EXERCISE REQUIREMENTS:
Answer these questions from the Garden Route page.
(a) Where is the Garden Route District Municipality headquartered?
(b) How far back does the evidence of modern human occupation found at Pinnacle Point date?
(c) Which district do Witsand and Stilbaai fall under?

PAGE EXTRACT:
————
The Garden Route officially starts at Mossel Bay in the Western Cape and ends at Storms River in the Eastern Cape — a roughly 230 km stretch of coastline along South Africa’s N2 highway. We host visitors along the Garden Route year-round, and it’s the single question we field most often from first-timers. The short answer is simple. The useful answer — the one that actually helps you plan — takes a little more unpacking.
In order, the towns you’ll tick off on the N2 are Mossel Bay → George → Wilderness → Sedgefield → Knysna → Plettenberg Bay → Nature’s Valley → Storms River. You can drive it in a long afternoon if you really have to. We’ve yet to meet anyone who was glad they did.
The official Garden Route boundaries
The Garden Route isn’t just a marketing phrase. It’s a formally defined region set by the Garden Route District Municipality (headquartered in George) and echoed by South African Tourism and SANParks — both use Mossel Bay to Storms River as the standard boundary, with Garden Route National Park anchoring the middle and eastern sections.
The western start — Mossel Bay
Mossel Bay is where the coastline turns properly Garden-Route-green. Drive in from Cape Town along the N2 and you’ll cross the Gouritz River Bridge; within twenty minutes the landscape shifts from dry Overberg scrub to rolling farmland and indigenous bush. Mossel Bay is also home to Pinnacle Point, where archaeological digs have found evidence of modern human occupation dating back around 170,000 years — the town has a credible claim to being one of the oldest continuously inhabited spots on the planet. Mossel Bay accommodation tends to be better value than anywhere else on the route, which makes it a natural first or last night.
The eastern end — Storms River (and Nature’s Valley)
Heading east, the route officially ends at Storms River Mouth, inside the Tsitsikamma section of Garden Route National Park. The iconic suspension bridge across the river mouth is the photographic bookend of the region. Most travellers actually finish their trip in Nature’s Valley, 30 minutes before Storms River, because it’s the last proper village with self-catering and restaurants before you enter the park.
Why Witsand and Jeffreys Bay aren’t officially on the route
People often ask us about Witsand, Stilbaai and even Jeffreys Bay. They’re lovely — they’re just not on the Garden Route. Witsand and Stilbaai fall under the Overberg district to the west; Jeffreys Bay belongs to the Sunshine Coast in the Eastern Cape. Stick to the official corridor — there’s already more than a week of sightseeing between the two ends.
UNESCO MAB Biosphere Reserve (2017)
————
Contour labeling records
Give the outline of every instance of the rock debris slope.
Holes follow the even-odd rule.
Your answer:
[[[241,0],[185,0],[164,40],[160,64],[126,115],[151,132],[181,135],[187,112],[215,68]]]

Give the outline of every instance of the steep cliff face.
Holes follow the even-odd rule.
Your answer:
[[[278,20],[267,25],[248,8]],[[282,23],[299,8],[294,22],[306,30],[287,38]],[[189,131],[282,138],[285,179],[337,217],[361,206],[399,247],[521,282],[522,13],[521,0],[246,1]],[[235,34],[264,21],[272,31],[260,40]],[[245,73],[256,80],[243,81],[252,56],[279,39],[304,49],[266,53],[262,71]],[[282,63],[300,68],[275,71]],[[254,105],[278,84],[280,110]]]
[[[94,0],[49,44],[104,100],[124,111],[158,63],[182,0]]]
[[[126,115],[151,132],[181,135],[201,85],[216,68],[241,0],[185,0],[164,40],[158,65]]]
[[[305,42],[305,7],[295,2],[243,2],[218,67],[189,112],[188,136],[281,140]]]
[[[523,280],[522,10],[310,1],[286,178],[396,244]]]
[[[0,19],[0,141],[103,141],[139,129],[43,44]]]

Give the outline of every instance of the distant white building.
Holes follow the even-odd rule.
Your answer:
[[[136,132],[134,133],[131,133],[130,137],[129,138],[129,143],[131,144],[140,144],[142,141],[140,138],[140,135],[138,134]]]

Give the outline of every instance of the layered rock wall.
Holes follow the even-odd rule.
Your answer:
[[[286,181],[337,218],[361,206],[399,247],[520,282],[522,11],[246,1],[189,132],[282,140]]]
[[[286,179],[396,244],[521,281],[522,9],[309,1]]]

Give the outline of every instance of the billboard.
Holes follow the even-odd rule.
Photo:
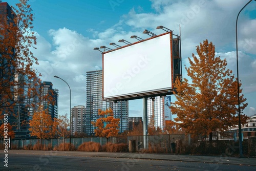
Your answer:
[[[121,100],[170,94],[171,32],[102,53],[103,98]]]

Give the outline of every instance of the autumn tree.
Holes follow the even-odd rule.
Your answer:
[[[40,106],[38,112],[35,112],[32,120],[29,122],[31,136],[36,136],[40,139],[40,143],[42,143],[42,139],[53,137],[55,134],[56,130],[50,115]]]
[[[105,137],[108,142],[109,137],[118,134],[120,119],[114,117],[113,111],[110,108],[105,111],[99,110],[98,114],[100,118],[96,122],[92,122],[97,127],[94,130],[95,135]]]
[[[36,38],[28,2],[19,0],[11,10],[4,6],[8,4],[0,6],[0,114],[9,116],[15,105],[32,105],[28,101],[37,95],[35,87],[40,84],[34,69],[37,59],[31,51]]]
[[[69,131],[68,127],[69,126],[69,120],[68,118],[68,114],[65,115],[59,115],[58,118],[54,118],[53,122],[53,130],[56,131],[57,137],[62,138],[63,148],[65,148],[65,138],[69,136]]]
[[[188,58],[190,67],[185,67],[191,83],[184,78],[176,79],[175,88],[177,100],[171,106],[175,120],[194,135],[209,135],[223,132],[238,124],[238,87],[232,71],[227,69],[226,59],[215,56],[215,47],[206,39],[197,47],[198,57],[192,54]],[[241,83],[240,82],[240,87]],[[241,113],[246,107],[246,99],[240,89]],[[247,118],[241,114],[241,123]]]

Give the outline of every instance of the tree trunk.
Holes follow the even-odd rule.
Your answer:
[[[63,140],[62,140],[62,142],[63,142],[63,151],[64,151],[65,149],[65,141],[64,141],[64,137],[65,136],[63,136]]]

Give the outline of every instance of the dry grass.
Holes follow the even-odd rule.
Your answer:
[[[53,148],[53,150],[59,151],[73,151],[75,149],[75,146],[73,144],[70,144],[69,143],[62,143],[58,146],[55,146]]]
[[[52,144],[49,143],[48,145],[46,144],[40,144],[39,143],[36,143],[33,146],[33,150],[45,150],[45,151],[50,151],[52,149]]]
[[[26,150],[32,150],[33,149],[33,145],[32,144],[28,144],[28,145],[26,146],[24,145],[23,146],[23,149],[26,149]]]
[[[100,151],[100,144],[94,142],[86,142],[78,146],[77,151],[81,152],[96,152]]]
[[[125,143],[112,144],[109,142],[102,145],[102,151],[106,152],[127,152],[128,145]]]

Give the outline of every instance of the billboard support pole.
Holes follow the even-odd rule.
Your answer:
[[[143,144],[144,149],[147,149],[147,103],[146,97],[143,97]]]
————
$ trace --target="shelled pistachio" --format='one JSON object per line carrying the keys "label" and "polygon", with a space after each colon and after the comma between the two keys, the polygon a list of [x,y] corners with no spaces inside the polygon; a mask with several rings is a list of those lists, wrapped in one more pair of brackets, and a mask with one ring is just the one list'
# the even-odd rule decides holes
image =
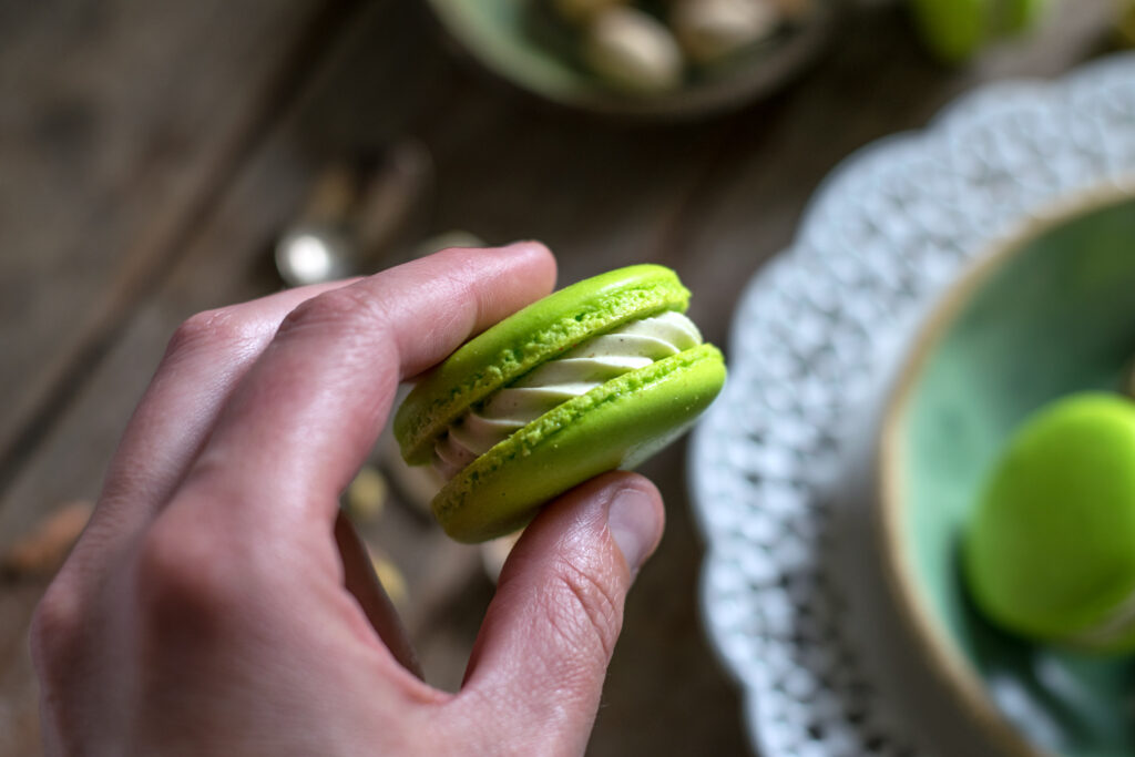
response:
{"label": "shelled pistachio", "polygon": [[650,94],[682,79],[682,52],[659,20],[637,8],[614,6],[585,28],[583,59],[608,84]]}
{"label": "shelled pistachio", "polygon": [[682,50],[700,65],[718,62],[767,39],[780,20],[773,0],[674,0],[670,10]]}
————
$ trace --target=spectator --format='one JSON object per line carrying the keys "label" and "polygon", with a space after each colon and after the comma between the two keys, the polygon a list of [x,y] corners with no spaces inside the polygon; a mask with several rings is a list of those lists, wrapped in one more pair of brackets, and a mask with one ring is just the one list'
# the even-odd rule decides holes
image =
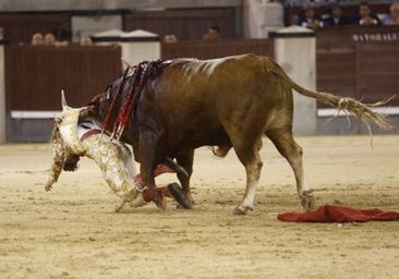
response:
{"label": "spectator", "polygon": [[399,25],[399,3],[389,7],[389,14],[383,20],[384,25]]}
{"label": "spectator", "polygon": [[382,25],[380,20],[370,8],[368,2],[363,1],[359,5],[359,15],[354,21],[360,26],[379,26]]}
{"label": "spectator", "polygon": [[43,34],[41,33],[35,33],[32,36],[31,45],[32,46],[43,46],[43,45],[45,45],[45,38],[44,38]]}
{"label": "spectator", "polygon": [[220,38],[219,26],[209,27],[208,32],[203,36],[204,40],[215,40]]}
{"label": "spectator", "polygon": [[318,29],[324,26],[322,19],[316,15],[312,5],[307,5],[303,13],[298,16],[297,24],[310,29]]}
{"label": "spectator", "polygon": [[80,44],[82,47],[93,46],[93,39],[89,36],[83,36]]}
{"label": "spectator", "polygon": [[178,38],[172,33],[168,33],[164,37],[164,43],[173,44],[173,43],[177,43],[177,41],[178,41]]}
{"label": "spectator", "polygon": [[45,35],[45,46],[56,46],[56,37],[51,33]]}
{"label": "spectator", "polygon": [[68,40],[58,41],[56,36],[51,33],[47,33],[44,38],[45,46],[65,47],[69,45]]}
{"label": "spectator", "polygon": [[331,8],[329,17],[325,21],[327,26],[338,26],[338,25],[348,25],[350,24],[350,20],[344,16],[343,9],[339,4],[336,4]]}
————
SOLUTION TO THIS TASK:
(a) George
(b) Around 170,000 years
(c) The Overberg district